What the exercise asks = From the line containing "Annotate the roof" through the last line of the data, return those lines exactly as written and nothing more.

Task material =

◇ ◇ ◇ ◇ ◇ ◇ ◇

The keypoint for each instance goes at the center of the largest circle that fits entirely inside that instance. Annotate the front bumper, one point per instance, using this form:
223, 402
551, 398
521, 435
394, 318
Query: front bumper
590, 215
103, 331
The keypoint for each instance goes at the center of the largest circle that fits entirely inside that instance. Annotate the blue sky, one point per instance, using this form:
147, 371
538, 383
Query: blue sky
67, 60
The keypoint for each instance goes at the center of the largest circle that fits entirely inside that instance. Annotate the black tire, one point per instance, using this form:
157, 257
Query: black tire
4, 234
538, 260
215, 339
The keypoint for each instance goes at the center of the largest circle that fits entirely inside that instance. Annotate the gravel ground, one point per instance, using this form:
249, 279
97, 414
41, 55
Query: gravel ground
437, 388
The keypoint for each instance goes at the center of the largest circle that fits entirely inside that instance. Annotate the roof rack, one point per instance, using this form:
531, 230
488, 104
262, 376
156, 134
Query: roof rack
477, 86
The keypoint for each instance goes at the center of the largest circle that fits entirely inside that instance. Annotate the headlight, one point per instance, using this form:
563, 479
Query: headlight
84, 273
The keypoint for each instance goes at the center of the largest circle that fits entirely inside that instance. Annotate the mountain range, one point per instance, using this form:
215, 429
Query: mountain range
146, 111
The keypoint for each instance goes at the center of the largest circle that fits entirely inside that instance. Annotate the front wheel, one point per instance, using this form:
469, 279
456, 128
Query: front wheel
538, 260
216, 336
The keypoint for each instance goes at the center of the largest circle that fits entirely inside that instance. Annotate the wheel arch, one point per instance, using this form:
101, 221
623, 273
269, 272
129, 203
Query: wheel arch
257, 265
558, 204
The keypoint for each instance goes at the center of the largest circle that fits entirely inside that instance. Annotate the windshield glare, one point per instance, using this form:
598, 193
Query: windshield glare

◇ ◇ ◇ ◇ ◇ ◇ ◇

Response to this exercise =
The keypoint for each instance goes at the center of the largest circle that fits entirely inside that instance. Annotate the roof rack, one point per instance, using this form:
531, 230
488, 104
262, 376
156, 134
Query: roof rack
477, 86
The keypoint for each instance goes at the center of the largest circle that fits entirely inside that instance. Annotate the headlight, one point per instance, using this form:
563, 479
Query: headlight
84, 273
The keypoint for each instance goes at the center of the largest circle that fits entirely inside that instance. Annotate the mountain range, one point per instance, using this form:
215, 429
Query: mountain range
146, 111
The keypoint for each instance goes at the center of the largest circle that fits entirely inside that instance. Annotate the front wheel, one point per instance, using this form:
469, 279
456, 128
Query: front wheel
538, 260
216, 336
The keypoint for each instance goes at the center of the largest circle that fits entirely inside that instance. Annotate the wheel arch, one point per instance, using this form:
101, 221
623, 273
269, 272
129, 203
Query: wheel arch
257, 265
558, 204
The keypoint for each instance goes at the center of the largest circle that fits entirely inside that instance. Annotate the windshield glare, one point per instance, using this form:
598, 193
Query: windshield glare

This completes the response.